--- start SUPPLIED INFORMATION ---

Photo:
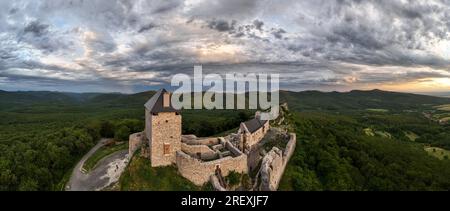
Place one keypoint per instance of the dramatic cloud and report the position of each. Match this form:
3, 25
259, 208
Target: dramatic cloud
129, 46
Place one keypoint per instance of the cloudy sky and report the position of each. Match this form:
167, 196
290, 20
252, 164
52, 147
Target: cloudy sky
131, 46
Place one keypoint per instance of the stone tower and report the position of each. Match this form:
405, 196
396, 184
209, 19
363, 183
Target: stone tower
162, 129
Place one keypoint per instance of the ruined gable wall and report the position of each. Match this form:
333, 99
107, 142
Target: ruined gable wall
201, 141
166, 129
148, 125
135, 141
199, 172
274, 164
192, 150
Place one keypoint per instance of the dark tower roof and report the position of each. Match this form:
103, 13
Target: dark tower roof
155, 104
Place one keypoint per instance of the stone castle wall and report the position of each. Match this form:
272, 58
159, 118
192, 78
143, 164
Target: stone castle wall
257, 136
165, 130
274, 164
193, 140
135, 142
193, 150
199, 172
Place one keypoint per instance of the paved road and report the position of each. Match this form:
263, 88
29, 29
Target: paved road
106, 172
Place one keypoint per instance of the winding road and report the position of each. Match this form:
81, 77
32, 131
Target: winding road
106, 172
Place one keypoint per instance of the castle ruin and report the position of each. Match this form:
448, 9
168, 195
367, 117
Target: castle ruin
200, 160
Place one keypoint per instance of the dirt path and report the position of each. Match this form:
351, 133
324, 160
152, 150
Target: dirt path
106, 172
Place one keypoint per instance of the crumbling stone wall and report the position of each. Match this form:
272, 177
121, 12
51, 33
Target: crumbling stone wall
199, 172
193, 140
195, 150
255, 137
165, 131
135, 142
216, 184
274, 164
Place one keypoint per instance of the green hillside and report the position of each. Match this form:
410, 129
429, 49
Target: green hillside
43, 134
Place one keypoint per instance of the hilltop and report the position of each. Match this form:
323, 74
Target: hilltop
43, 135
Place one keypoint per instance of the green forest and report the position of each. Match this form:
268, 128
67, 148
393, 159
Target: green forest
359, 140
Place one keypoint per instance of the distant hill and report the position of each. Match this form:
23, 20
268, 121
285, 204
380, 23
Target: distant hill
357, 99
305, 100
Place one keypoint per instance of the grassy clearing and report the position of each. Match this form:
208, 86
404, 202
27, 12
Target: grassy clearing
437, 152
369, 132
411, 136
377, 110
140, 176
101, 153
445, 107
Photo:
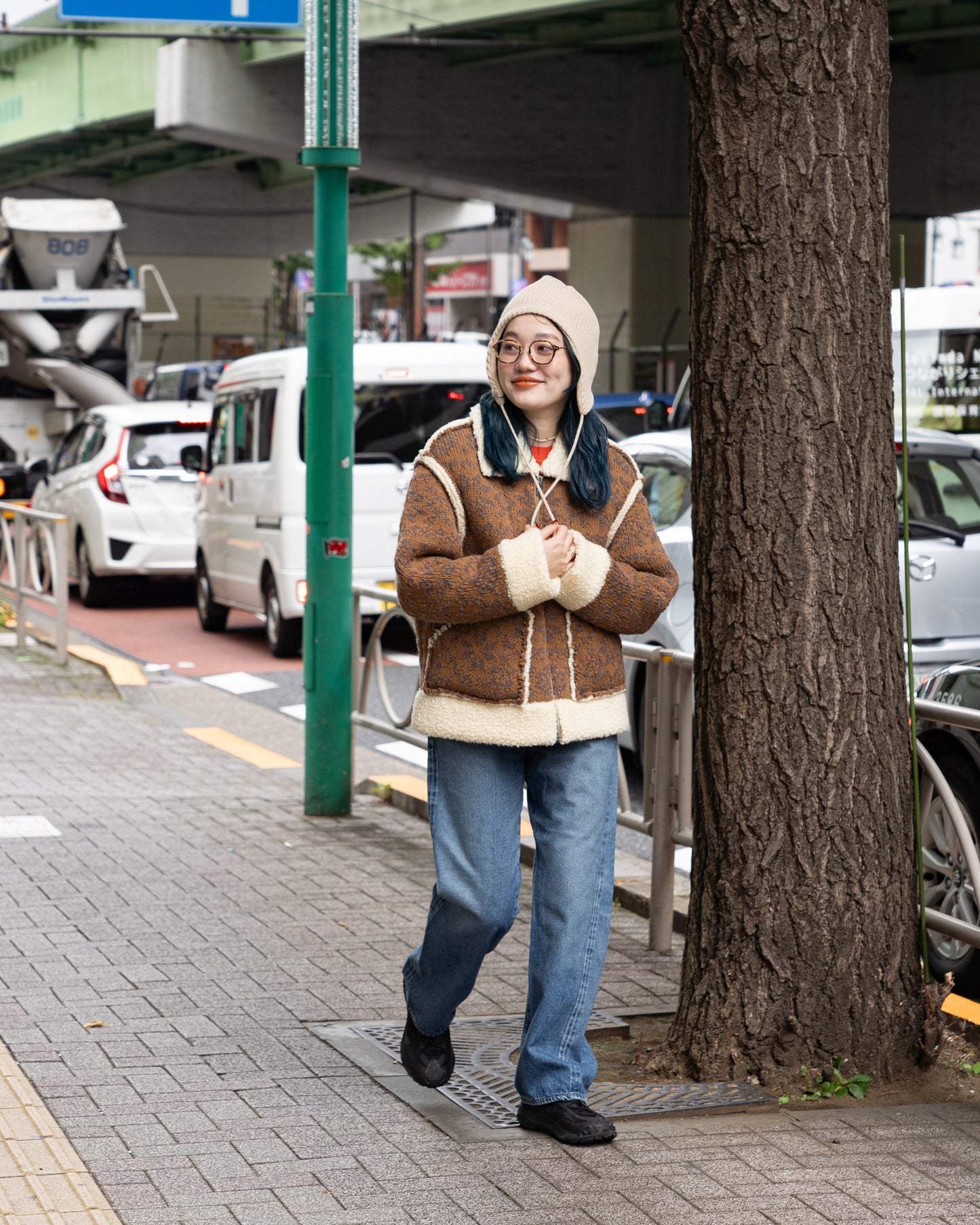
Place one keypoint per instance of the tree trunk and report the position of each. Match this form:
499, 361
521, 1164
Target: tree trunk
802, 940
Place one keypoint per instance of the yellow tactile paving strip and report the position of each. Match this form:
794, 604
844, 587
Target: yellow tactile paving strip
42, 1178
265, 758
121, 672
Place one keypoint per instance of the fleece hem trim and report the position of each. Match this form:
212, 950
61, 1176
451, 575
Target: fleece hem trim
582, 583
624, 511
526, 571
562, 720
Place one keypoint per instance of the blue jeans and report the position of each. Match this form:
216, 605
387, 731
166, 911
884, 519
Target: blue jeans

--- end SUPPLIED INFORMATION ---
--- start SUPPLIED INFORMATION ---

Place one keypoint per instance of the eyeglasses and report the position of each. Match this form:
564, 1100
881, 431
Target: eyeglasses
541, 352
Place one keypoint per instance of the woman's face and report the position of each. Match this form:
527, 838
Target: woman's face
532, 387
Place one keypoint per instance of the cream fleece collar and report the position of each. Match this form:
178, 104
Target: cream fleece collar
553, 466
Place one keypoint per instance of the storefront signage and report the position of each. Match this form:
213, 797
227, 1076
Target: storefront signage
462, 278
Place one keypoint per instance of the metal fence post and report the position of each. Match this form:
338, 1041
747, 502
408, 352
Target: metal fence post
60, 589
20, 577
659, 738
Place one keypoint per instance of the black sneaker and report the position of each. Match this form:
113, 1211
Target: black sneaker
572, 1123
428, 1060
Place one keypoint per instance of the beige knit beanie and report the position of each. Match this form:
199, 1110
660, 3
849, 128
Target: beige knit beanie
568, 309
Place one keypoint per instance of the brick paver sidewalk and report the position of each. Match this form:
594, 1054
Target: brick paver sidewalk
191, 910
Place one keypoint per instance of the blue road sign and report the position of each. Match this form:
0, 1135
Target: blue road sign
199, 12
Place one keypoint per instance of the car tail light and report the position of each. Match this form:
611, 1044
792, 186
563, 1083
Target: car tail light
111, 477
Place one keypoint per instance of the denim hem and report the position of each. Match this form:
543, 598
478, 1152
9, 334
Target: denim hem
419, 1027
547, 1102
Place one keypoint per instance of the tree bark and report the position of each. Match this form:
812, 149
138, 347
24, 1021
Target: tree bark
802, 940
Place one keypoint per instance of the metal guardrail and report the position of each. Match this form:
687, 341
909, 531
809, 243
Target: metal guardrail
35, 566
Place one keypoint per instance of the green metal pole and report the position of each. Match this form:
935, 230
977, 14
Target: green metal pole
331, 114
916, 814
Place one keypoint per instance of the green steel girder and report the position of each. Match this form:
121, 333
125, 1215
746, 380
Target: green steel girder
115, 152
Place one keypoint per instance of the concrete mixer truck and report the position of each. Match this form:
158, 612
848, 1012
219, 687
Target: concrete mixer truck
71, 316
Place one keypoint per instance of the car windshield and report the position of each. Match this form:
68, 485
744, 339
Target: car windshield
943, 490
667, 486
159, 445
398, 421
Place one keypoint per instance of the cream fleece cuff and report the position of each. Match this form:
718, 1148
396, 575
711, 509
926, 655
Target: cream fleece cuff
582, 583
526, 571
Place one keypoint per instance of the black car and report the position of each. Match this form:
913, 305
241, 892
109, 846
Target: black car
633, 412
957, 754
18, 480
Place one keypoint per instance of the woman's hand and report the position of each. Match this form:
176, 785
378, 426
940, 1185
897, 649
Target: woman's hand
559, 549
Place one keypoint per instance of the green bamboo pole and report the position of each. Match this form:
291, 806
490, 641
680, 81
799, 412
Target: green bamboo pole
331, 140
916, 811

--- end SUPPLIED INFORMATION ---
--- start SUPPLIED INFORMATION ---

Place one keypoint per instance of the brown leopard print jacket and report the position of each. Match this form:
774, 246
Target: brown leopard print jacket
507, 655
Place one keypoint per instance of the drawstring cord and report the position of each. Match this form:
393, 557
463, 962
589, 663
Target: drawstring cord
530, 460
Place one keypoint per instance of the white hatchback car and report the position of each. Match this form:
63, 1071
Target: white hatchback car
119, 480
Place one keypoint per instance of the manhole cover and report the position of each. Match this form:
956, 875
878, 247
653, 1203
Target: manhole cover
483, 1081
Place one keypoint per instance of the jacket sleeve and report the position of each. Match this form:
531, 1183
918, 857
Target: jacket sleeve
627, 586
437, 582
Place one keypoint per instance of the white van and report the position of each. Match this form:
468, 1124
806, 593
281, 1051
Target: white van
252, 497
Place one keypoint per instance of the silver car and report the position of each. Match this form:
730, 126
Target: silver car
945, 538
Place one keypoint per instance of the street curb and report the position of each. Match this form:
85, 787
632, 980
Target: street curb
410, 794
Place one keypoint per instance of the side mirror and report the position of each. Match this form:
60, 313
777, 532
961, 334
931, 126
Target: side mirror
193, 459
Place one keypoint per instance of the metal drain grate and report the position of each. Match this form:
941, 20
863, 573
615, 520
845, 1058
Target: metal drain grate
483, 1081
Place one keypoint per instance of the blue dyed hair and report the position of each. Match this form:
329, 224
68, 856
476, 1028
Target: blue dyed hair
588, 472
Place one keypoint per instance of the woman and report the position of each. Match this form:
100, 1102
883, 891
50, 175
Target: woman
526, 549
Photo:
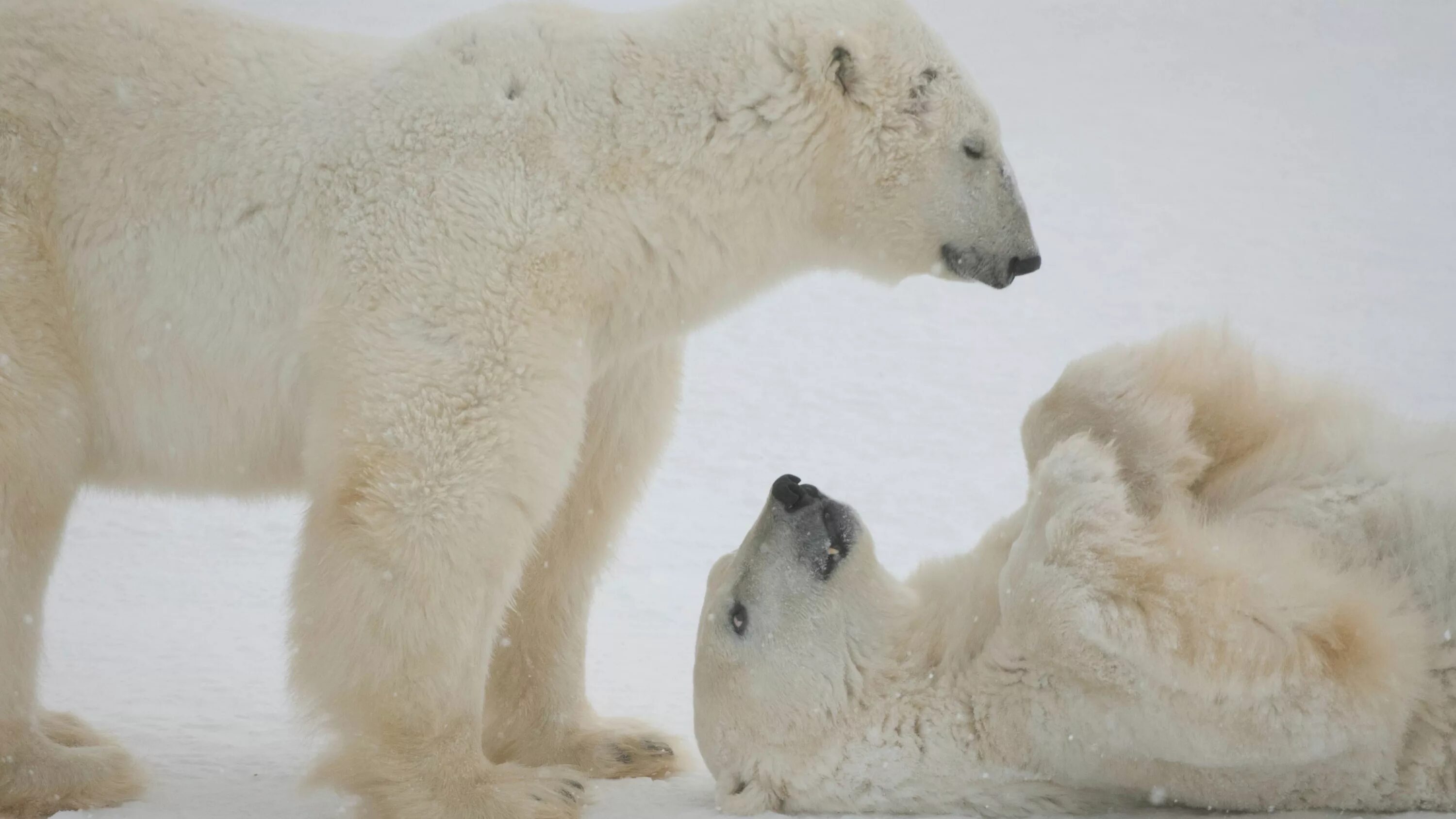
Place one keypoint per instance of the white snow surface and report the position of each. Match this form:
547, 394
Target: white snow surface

--- end SUPPLIED INFORMATION ---

* **PROBLEM REQUIREMENTS**:
Copy out the items above, starting with the line that contains "Place one keypoint per instance of the side" and going on through the line that contains "Target: white snow surface". Leave the picture out of your copy.

* **OUTPUT FOR THIS TASK**:
Place one keypoint per instance of the side mirror and report the position of each. Match this form:
60, 313
777, 532
961, 334
931, 126
Target: side mirror
193, 459
Place one keypoint per instance of the metal drain grate and report the position of each. Match this form:
941, 20
863, 573
615, 520
845, 1058
Target: metal drain grate
483, 1081
Place one keypoint per instance of the blue dyed hair and report the position of each. Match this form:
329, 224
68, 856
476, 1028
Target: blue dyed hair
588, 472
Place one keypoint per instance of the woman and report the position of each. Match this form:
100, 1102
883, 891
50, 175
Target: woman
526, 549
Photo:
Place one keypoint per instance of the white snow surface and report the position of each. Match this form:
547, 394
Target: white snow surface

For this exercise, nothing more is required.